Objective: Rewrite every one of the rows below, replacing "set a pin" with "place a marker" and keeping everything else the same. Omit the pictures from your answer.

Excerpts of pointing data:
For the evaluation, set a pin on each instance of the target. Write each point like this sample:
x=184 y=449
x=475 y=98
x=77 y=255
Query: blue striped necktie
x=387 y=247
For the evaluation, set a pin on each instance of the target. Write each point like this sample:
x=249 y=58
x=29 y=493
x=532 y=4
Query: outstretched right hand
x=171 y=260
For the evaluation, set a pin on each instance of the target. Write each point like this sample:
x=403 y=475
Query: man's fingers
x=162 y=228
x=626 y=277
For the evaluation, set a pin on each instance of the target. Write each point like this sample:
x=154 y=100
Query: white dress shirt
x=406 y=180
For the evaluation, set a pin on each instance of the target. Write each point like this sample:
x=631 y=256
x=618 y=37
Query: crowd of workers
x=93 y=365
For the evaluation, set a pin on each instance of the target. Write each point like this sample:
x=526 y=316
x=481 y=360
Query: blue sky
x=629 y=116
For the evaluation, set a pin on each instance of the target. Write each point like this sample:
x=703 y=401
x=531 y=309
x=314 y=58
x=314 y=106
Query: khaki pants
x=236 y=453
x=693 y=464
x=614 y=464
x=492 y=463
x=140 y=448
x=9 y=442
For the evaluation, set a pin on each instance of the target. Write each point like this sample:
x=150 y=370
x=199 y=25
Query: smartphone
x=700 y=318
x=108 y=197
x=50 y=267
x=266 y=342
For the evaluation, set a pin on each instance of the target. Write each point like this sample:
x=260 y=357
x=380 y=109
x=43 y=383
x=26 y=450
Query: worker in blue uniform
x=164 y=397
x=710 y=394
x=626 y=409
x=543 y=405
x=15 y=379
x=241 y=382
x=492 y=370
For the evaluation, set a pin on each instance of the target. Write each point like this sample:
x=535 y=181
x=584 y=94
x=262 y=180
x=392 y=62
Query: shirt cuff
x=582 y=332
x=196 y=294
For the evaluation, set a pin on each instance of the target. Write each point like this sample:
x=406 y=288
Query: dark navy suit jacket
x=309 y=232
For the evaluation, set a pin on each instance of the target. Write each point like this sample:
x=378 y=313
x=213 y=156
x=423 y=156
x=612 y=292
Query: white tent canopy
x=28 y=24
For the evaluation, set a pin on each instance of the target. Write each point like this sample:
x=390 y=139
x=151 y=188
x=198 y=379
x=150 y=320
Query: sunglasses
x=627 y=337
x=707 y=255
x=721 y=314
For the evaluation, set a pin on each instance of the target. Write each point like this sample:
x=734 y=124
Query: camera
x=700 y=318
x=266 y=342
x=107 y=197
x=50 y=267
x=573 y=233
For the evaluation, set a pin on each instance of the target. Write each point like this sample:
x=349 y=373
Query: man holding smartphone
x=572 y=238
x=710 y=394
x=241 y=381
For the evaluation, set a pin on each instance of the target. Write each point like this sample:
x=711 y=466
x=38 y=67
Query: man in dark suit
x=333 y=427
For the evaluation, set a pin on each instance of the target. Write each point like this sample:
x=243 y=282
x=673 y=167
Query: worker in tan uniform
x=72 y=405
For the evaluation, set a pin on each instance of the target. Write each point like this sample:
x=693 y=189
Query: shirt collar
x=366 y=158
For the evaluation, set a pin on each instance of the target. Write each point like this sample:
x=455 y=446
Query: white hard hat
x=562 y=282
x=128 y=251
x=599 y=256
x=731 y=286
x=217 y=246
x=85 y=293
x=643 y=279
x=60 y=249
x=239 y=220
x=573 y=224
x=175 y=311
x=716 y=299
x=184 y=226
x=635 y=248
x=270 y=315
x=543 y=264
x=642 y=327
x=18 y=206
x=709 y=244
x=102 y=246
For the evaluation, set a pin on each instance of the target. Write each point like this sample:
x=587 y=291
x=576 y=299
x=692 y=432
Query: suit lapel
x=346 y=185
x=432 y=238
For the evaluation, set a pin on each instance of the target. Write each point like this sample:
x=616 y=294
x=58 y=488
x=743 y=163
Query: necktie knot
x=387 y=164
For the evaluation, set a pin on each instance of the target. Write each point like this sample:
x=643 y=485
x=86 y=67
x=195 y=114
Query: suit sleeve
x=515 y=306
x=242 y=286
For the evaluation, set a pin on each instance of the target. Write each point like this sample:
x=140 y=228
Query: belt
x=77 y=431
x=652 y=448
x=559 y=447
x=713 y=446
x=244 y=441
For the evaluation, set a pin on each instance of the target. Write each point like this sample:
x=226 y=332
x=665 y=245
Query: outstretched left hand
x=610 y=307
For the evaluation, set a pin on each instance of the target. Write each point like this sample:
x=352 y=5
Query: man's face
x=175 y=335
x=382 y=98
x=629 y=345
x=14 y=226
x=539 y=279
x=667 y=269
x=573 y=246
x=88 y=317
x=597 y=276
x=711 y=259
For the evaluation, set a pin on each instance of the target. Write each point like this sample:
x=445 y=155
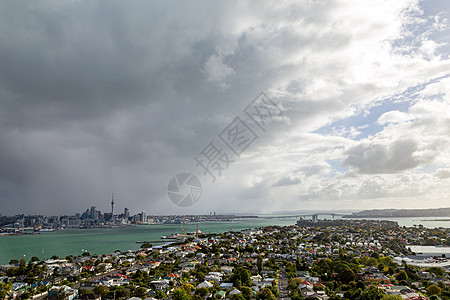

Final answer:
For the evaluation, place a marker on each instance of the target. Write each point like this sample:
x=184 y=449
x=475 y=98
x=77 y=255
Query: blue striped necktie
x=387 y=247
For the evaluation, place a marker on each instance of the target. Write each point like this sample:
x=249 y=58
x=29 y=493
x=532 y=4
Query: outstretched right hand
x=171 y=260
For the evaluation, place a marker on each instance of the target. Write each point like this sample:
x=403 y=475
Query: man's fingers
x=162 y=228
x=626 y=277
For the evaluation, place a marker on each instance of the target. Write each point like this sample:
x=154 y=100
Query: white dress shirt
x=406 y=180
For the evaluation, place a marker on each instance of the target. Write each point like this sample:
x=631 y=256
x=618 y=37
Query: crowd of workers
x=93 y=365
For the evaluation, place a marker on each instance of the target. Write each point like this sample:
x=526 y=316
x=481 y=360
Query: blue sky
x=629 y=116
For the evaluation, place a marker on each instance of the target. Write each point like this sample:
x=703 y=401
x=531 y=309
x=314 y=58
x=314 y=106
Query: khaki pants
x=236 y=453
x=693 y=464
x=614 y=464
x=492 y=463
x=140 y=448
x=9 y=442
For the evaluation, place a marker on each instance of the target. Write each point like this sample:
x=150 y=370
x=199 y=25
Query: smartphone
x=700 y=318
x=108 y=197
x=50 y=267
x=266 y=342
For the evaluation, place a marker on each instance of the target. Write each point like this sample:
x=260 y=357
x=380 y=109
x=43 y=383
x=26 y=450
Query: worker in blue uniform
x=164 y=397
x=710 y=394
x=626 y=409
x=543 y=405
x=15 y=379
x=241 y=382
x=492 y=370
For the evaluation, place a marker on each instance of the target. Write each point like this sample:
x=535 y=181
x=584 y=94
x=262 y=180
x=392 y=62
Query: shirt cuff
x=582 y=332
x=196 y=294
For the evaluation, place a marker on each instance of the target. Write each point like this sample:
x=406 y=288
Query: dark navy suit jacket
x=309 y=232
For the evaluation, place a marker on each instance of the target. Write each point like this sample:
x=378 y=313
x=213 y=156
x=423 y=156
x=612 y=292
Query: white tent canopy
x=28 y=24
For the evaluation, place a marker on each instance of the target. Write each point like this sample:
x=390 y=139
x=151 y=188
x=198 y=379
x=150 y=320
Query: sunglasses
x=627 y=337
x=707 y=255
x=721 y=314
For the evaluation, place a marker on each instance of the target. Write each point like this sample:
x=734 y=124
Query: camera
x=700 y=318
x=266 y=342
x=107 y=197
x=50 y=267
x=573 y=233
For the evaluation, place a marker on each instance of the target. Write each point like this sample:
x=349 y=373
Query: man holding smartphone
x=572 y=238
x=710 y=394
x=241 y=381
For the evaluation, place a marker on each instance of the target. Write each point like this sample:
x=711 y=466
x=38 y=67
Query: man in dark suit
x=333 y=427
For the evaluation, place a marker on each instance of the target. Write each point like this sample:
x=243 y=282
x=673 y=167
Query: worker in tan uniform
x=72 y=405
For the evaluation, place a marker on each instance of the target. Write each point like this sample:
x=693 y=189
Query: shirt collar
x=366 y=158
For the evaluation, place a marker on each instance of the target. Write each point like this sample:
x=455 y=446
Query: white hard hat
x=562 y=282
x=128 y=251
x=599 y=256
x=731 y=286
x=217 y=246
x=85 y=293
x=643 y=279
x=60 y=249
x=239 y=220
x=573 y=224
x=175 y=311
x=716 y=299
x=184 y=226
x=635 y=248
x=270 y=315
x=543 y=264
x=642 y=327
x=18 y=206
x=709 y=244
x=102 y=246
For the evaluation, place a marker on each instance of the target. Write each point like this sample:
x=587 y=291
x=576 y=299
x=692 y=432
Query: suit lapel
x=346 y=185
x=432 y=238
For the evaluation, place a marker on each instance of the target. Write each point like this sample:
x=616 y=294
x=58 y=488
x=743 y=163
Query: necktie knot
x=387 y=164
For the evaluation, place a marker on each instance of the target. Write each point like this sample:
x=643 y=485
x=86 y=67
x=195 y=114
Query: suit sleeve
x=515 y=306
x=242 y=286
For the evaluation, place a marker on each instance of the target. Write each point like this sample:
x=140 y=228
Query: belt
x=77 y=431
x=652 y=448
x=559 y=447
x=713 y=446
x=244 y=441
For the evaluation, place a marker on each instance of the target. Write each point like this sample:
x=226 y=332
x=665 y=245
Query: outstretched left hand
x=610 y=307
For the evaluation, place a marker on each instance of the target. Write each point like this sample:
x=352 y=5
Query: man's face
x=175 y=335
x=382 y=98
x=629 y=345
x=14 y=226
x=539 y=279
x=667 y=269
x=573 y=246
x=88 y=317
x=597 y=276
x=711 y=259
For the evaluation, place a marker on each instance of the target. Write each point like this sample:
x=445 y=155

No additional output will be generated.